**YOUR ASSIGNMENT:** Start to finish, print the entries exactly, and carry none of the pictures over.

--- RECORDS FOR THIS TASK Enclosed Below ---

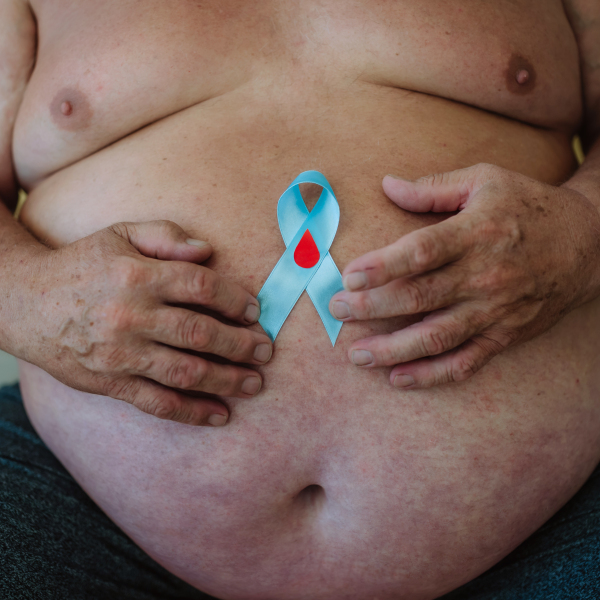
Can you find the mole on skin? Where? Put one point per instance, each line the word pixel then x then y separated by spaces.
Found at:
pixel 520 75
pixel 71 109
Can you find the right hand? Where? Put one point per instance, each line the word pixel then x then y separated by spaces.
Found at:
pixel 98 315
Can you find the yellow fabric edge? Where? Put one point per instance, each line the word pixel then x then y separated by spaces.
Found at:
pixel 20 202
pixel 578 149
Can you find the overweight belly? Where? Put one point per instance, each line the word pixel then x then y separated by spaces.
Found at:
pixel 330 484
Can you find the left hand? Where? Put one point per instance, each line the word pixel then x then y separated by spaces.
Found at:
pixel 508 266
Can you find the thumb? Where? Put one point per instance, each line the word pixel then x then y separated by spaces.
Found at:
pixel 445 192
pixel 163 240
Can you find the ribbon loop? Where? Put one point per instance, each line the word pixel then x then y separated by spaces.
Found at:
pixel 304 234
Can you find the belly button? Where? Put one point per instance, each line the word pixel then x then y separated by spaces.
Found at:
pixel 66 108
pixel 522 76
pixel 311 496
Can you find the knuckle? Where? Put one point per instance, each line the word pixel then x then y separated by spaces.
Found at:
pixel 127 272
pixel 168 228
pixel 241 344
pixel 121 388
pixel 167 408
pixel 436 341
pixel 463 367
pixel 361 306
pixel 204 285
pixel 197 332
pixel 414 300
pixel 424 254
pixel 184 374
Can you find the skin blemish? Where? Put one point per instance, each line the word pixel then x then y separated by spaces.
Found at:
pixel 520 75
pixel 71 110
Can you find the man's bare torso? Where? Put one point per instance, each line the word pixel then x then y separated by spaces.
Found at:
pixel 330 484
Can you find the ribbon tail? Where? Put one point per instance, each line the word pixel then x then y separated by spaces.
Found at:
pixel 326 282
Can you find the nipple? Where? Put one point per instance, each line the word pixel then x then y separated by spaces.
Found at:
pixel 306 253
pixel 522 76
pixel 66 108
pixel 71 109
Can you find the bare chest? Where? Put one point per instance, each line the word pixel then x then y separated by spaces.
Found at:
pixel 107 69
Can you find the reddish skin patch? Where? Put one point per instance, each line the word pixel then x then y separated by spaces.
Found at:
pixel 520 75
pixel 70 109
pixel 306 253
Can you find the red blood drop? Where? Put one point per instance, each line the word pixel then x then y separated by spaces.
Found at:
pixel 306 253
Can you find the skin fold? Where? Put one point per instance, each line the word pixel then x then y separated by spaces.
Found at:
pixel 154 141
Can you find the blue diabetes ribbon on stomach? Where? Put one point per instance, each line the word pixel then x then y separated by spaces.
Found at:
pixel 288 279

--- End of Enclosed RECORDS FOR THIS TASK ---

**ANSWER SPACE:**
Can you find the mole on skin? Where? Put one point per instance, each line the word pixel then x then y separated by spaces.
Found at:
pixel 520 75
pixel 71 109
Can you find the right hand? Where? Put one point per instance, each line the word pixel then x then y separated by spaces.
Found at:
pixel 98 315
Can you find the yellow fabric edge? Where? Put one point per instance, each line the word pixel then x then y separated by spaces.
Found at:
pixel 20 202
pixel 578 149
Can you find the overweight belly? Where? Put one point per instance, each line the word pixel then x then y separated by spaces.
Found at:
pixel 330 484
Can you find the left hand? Where? Put one point per instance, each line the word pixel then x then y separated by spaces.
Found at:
pixel 508 266
Can you find the thumb? Where? Put one point per instance, each line the word pixel then x then y separated by spaces.
Found at:
pixel 445 192
pixel 163 240
Can you find the ribbon loop? Where? Put one point per instance, each line the word pixel then x then y separated by spaces.
Found at:
pixel 304 234
Can you find the belly button? Where? Put one point per instance, each line the word pixel then x then y separated by spaces.
Found at:
pixel 66 108
pixel 522 76
pixel 311 496
Can you find the knuckle? Where? Put one point per instance, each line the word pixel then x then y separated by spaces.
Found at:
pixel 127 272
pixel 168 228
pixel 241 344
pixel 121 388
pixel 167 408
pixel 436 341
pixel 463 367
pixel 361 306
pixel 204 285
pixel 197 332
pixel 414 300
pixel 424 254
pixel 184 374
Can you find the skin blemish? Where? Put one point per instance, each line the word pixel then x then y separated by spaces.
Found at:
pixel 520 75
pixel 71 110
Can you find the man's bare torso? Where? Put one point per instance, each line the word pixel then x then y separated by spaces.
Found at:
pixel 330 484
Can you find the ribbon tail? Where? Put one point per instance, each line the word pixel then x then y separated by spaces.
Found at:
pixel 326 282
Can you find the nipple? Where? Put one point per instance, each line the word pixel then x then y separated by spaces.
Found at:
pixel 306 253
pixel 522 76
pixel 66 108
pixel 71 109
Can you find the bare chest? Where? Put one point per instance, each line the word pixel then x then y separated by spaces.
Found at:
pixel 107 69
Can you find the reddish skin patch? Where? Put one point per instance, each line the word pixel then x then y separated by spaces.
Found at:
pixel 520 75
pixel 70 109
pixel 306 253
Can you find the red blood drop? Where? Put one point per instance, each line the word pixel then x then y separated by spaces.
Found at:
pixel 306 253
Can you find the skin fold? Where? Put one point per instance, each line the word pixel then x then y separated by spaces.
Found at:
pixel 154 141
Can you find the blue diabetes ribbon on stomach? Where? Put one point per instance, each line the word pixel then x then y separated by spaces.
Found at:
pixel 288 279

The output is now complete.